Data supplied below:

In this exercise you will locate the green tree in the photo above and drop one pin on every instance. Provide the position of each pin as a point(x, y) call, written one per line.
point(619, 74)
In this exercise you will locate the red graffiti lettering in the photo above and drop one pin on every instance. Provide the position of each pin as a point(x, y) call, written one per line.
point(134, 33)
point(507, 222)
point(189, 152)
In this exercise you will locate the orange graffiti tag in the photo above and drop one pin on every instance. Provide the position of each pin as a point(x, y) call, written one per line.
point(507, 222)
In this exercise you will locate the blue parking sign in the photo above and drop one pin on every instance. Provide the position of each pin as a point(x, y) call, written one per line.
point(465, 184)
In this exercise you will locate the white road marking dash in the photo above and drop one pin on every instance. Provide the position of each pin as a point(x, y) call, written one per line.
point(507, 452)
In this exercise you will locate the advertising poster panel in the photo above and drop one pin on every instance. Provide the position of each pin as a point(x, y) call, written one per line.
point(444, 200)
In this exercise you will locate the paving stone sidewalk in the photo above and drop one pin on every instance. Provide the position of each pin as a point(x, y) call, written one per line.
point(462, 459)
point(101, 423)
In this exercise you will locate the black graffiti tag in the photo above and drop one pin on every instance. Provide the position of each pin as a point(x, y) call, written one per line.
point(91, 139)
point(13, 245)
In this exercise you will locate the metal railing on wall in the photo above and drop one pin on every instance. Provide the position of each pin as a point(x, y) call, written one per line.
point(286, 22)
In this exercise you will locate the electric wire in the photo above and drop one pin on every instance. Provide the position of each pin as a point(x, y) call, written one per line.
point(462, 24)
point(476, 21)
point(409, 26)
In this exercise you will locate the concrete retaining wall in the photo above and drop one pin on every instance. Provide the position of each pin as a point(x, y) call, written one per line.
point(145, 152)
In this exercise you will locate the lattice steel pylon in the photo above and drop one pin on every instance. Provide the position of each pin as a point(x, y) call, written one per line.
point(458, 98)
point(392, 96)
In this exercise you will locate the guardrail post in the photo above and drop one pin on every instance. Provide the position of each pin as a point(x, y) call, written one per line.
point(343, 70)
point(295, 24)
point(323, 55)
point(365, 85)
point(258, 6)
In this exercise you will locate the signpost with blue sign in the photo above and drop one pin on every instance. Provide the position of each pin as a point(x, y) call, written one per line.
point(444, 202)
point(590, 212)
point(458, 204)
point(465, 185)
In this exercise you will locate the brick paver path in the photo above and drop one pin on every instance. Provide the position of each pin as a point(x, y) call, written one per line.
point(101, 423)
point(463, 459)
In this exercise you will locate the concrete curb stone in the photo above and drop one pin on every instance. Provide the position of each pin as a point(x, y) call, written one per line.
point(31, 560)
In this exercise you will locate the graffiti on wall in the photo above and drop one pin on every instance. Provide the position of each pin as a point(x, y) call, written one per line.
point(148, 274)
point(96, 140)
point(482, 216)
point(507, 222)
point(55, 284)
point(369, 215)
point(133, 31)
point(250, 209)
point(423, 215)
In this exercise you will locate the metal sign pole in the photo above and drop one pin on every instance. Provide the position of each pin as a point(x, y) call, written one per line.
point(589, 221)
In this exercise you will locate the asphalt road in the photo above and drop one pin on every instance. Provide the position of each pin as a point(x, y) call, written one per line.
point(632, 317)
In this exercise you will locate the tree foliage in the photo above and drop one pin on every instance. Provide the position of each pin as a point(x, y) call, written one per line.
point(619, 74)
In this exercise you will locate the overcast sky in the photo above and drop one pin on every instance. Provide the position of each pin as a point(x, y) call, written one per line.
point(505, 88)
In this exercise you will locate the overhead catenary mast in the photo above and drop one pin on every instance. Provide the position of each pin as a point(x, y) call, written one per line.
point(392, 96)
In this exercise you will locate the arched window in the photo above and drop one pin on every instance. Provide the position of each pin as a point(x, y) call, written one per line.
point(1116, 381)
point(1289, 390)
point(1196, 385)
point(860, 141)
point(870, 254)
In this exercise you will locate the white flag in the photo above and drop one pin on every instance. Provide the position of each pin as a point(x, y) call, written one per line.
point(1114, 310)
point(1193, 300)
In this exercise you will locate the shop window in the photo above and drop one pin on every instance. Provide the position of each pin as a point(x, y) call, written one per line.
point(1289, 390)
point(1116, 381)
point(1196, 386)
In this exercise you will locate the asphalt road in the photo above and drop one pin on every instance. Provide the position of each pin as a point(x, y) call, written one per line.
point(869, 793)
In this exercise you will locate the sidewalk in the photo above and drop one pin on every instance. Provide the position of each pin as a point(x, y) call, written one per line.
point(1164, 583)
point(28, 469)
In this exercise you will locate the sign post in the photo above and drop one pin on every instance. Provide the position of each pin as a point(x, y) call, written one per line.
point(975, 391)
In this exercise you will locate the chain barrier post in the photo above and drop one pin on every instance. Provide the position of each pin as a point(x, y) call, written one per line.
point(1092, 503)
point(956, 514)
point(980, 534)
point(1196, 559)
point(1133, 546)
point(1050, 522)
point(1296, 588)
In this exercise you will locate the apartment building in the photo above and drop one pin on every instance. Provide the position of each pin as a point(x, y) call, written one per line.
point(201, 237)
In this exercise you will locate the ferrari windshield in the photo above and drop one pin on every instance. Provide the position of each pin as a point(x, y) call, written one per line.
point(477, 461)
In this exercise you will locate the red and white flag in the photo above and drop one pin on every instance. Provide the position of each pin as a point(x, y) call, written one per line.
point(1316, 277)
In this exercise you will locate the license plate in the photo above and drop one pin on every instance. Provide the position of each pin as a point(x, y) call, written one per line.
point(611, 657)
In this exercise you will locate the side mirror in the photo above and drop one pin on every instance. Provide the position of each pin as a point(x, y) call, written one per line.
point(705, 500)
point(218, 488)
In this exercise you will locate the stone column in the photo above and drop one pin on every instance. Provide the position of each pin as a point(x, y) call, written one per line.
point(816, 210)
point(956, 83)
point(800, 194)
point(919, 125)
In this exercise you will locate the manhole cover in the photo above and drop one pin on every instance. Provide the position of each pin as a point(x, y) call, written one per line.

End of Data supplied.

### Try it:
Copy every record shown above, exactly and completely.

### Solution for this exercise:
In this exercise you will locate the green tree in the photo above and drop one pin on every instance. Provide the position of each pin as a point(x, y) call, written one per line.
point(619, 74)
In this exercise you will locate the red graffiti lettering in the photo above and drop one pin on every instance. Provide the position of each pin as a point(x, y) call, written one per line.
point(134, 33)
point(507, 222)
point(189, 152)
In this exercise you will locate the orange graffiti tag in the photo above and drop one pin on every instance. Provide the position of each pin as a point(x, y) call, written one per line.
point(507, 222)
In this exercise you will locate the blue parking sign in the photo above and drop one pin on every instance. Provide the position of each pin as a point(x, y) call, written one per line.
point(465, 184)
In this exercise you will locate the white road marking dash in the photo above and drop one pin on every instance. Provide the position of each pin as a point(x, y) call, written one per line.
point(507, 452)
In this exercise you will locate the advertising poster panel in the photo above and drop one pin on every instance. Provide the position of each pin as a point(x, y) call, written one per line.
point(444, 200)
In this exercise you will locate the paving stone sidewalk in the photo above and drop one pin on every instance. Provide the position of each pin as a point(x, y) call, written one per line.
point(462, 459)
point(101, 423)
In this exercise you will locate the black graffiti tag in the photo above and drop one pin on every instance. Provide the position of each pin as a point(x, y) call, written one per line.
point(91, 139)
point(13, 245)
In this exercise you will locate the metal railing on wall in the photo above and drop one pin on every instance. Provide the position of each pin as a point(x, y) call, written one per line.
point(286, 22)
In this exercise you will locate the electric wire in the photo above and drop one pin on every instance. Provide the position of each pin as a point(x, y) call, written one per line.
point(462, 24)
point(476, 21)
point(409, 26)
In this exercise you will locate the concrete retaining wall in the photo above and drop one pin on every instance. Provide the position of each pin as a point(x, y) call, written one per line.
point(145, 152)
In this exercise you will locate the lattice steel pylon in the photo above and drop one pin on every instance. Provide the position of each pin as a point(x, y) call, written one per line.
point(458, 98)
point(392, 96)
In this exercise you will locate the guardrail post in the photo above and drop one pin on every instance. Provide the position of each pin as a point(x, y) call, written one per line.
point(343, 70)
point(295, 24)
point(323, 55)
point(365, 85)
point(258, 6)
In this exercise you will locate the signpost with blue sign in the photo above and drop one pin on every instance. Provide the position of each pin as a point(x, y) call, written one per line.
point(444, 202)
point(590, 212)
point(458, 204)
point(465, 185)
In this exercise you will locate the brick paver path in the photo above and drop one pin on every instance. Provide the position of each pin as a point(x, y) call, written one per line.
point(101, 423)
point(463, 459)
In this exercise you will locate the concrete curb stone in the photo above and drop one pin on every instance. Provide the position of each pin as a point(x, y) call, written one per line.
point(31, 560)
In this exercise you will locate the graffiti on wall in the photo above and drop one pin on every instance. Provide the position of each pin as a point(x, y) call, written one per line.
point(148, 274)
point(96, 140)
point(482, 216)
point(507, 222)
point(55, 284)
point(369, 215)
point(133, 31)
point(250, 209)
point(423, 215)
In this exercise you will locate the metal sign pole in the photo above and drop one pin on every instance. Provide the position of each pin as a point(x, y) call, written one per line.
point(589, 221)
In this exercise you will locate the asphalt road in the photo above and drop one pin on every instance. Provide the position of each pin as a point(x, y) call, written one per line.
point(632, 317)
In this exercise you will locate the tree foliage in the photo above and drop one pin on every instance. Provide the position of each pin as a point(x, y) call, written one per line.
point(619, 74)
In this exercise you will locate the overcast sky in the photo above and drop one pin on every instance. Provide the position of each pin as a point(x, y) call, written one per line.
point(505, 88)
In this exercise you will locate the overhead catenary mast in the photo above and drop one pin on every instance. Provide the position of each pin as a point(x, y) call, written one per line.
point(392, 96)
In this exercise you will locate the arched window in the photo above and drop one pin on every instance. Provide the position of each pin as a point(x, y) call, written one per line.
point(1116, 381)
point(1289, 390)
point(1196, 385)
point(860, 141)
point(870, 254)
In this exercise you will locate the white flag in the photo above and drop one pin on every instance. Provide the position of each pin as a point(x, y) call, written one per line.
point(1114, 310)
point(1193, 300)
In this exercise you will locate the shop window in the photo above and drop one pin on every instance. Provide the position of each pin as a point(x, y) call, written one per line.
point(1289, 390)
point(1116, 381)
point(1196, 386)
In this exercise you will locate the asphalt road in the photo above and drop one pin on every instance. Provide the position of each pin as a point(x, y) call, written one per line.
point(869, 793)
In this exercise you will locate the sidewalk in the photo above and drop one pin on every instance. Provide the position of each pin as a point(x, y) call, written one per line.
point(1164, 583)
point(28, 469)
In this exercise you will locate the sign post in the photo above and drop one pin on every instance. Provide the position of each pin as a point(x, y) call, written one per line.
point(975, 391)
In this exercise you will locate the chain barrier post in the photo above and drop one pin on every instance. Provide the position of each pin as a point(x, y) call, written one per line.
point(1092, 503)
point(956, 514)
point(980, 534)
point(1196, 559)
point(1133, 546)
point(1050, 522)
point(1296, 588)
In this exercise you will locate the apartment building in the photo above and drop one pin on every instance. Provide the position of each pin as a point(x, y) call, written one per line.
point(201, 237)
In this exercise you will locate the ferrari windshield in the photo above and drop one pin on every instance. Provide the position of each pin as a point(x, y) call, written one per line.
point(477, 461)
In this exercise you will locate the red and white flag in the photo above and drop one pin on every instance. Provide the position of each pin as a point(x, y) call, written one per line.
point(1316, 277)
In this exercise you will locate the license plate in the photo above and drop one pin on every instance. Provide the position of each pin as a point(x, y) call, written one per line.
point(611, 657)
In this exercise you will locate the side mirror in the photo above and drop one pin on every instance. Provide the position of each pin as a point(x, y) call, written one per line.
point(705, 500)
point(218, 488)
In this exercise you will locate the stone column in the photo above and drop one pin on every instance. Provide the position of each pin as a point(x, y) call, written one per line.
point(816, 210)
point(956, 83)
point(800, 194)
point(919, 125)
In this exercise you will locate the manhole cover in the photo above and drop one pin on every instance. Provide the position of each pin as a point(x, y) call, written one per line.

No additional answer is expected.